# REQUIRED ACTIONS
(1) In the book review below, who is named as the author of (A)Typical Woman?
(2) Reproduce the stretch of the book review below from "(A)Typical Woman is" through "for Christ (Col.1:16).".
(3) According to the book review below, why does the book's author see danger in moving towards gender fluidity? Answer in one to three sentences.

# EXCERPTED PASSAGE
*** Block opens ***

Throughout history many have grappled with the question of what it means to be a woman. From the 1950s stereotypical housewife, vacuuming in her dress and pearls, to the radical feminist fighting for abortion rights. It seems everyone has their own view of womanhood. Incidentally, a culture has been created where each person has the ability to define their own gender and sexual orientation.
(A)Typical Woman is a refreshing drink of water amidst a culture of gender confused chaos. Abigail Dodds has written both a biblically strong and beautiful portrait of womanhood as seen through the lens of God’s infallible Word. She wisely points out the danger in moving towards gender fluidity- both by removing protection and creating vulnerability for women and children. And at the same time, points us to find our womanhood rooted in the person and work of Christ. We must rightly understand our position in Christ for us to joyfully embrace our role as a Christian woman. Our hope in finding meaning, peace and identity is solely found in the gospel, knowing that all of our life is through, in, and for Christ (Col.1:16).

*** Block closes ***

# ENTRIES SUPPLIED
*** Block opens ***

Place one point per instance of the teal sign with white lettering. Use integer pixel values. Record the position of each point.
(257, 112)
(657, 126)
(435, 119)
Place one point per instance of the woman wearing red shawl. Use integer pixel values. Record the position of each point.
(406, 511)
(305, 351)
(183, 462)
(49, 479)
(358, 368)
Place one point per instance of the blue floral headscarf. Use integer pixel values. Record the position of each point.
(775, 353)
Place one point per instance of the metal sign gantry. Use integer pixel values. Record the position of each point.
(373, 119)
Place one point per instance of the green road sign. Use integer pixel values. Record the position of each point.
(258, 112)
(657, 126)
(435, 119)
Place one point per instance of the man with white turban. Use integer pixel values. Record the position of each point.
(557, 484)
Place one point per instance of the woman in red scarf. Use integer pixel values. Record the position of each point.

*** Block closes ***
*** Block opens ***

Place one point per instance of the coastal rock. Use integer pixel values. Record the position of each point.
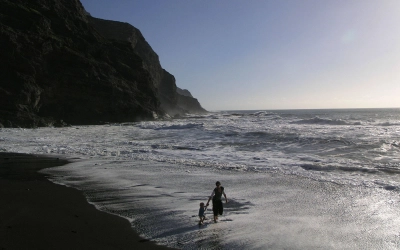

*** Block closes ***
*** Block opens ***

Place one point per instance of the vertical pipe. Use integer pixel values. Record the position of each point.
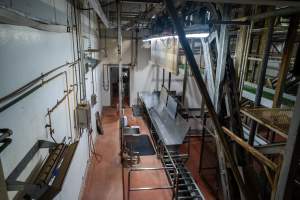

*** Block closes ***

# SOLUTIONS BY TASK
(1) Abigail Dodds

(2)
(A)Typical Woman is a refreshing drink of water amidst a culture of gender confused chaos. Abigail Dodds has written both a biblically strong and beautiful portrait of womanhood as seen through the lens of God’s infallible Word. She wisely points out the danger in moving towards gender fluidity- both by removing protection and creating vulnerability for women and children. And at the same time, points us to find our womanhood rooted in the person and work of Christ. We must rightly understand our position in Christ for us to joyfully embrace our role as a Christian woman. Our hope in finding meaning, peace and identity is solely found in the gospel, knowing that all of our life is through, in, and for Christ (Col.1:16).

(3) The author sees danger in moving towards gender fluidity because it removes protection for women and children. It also creates vulnerability for them.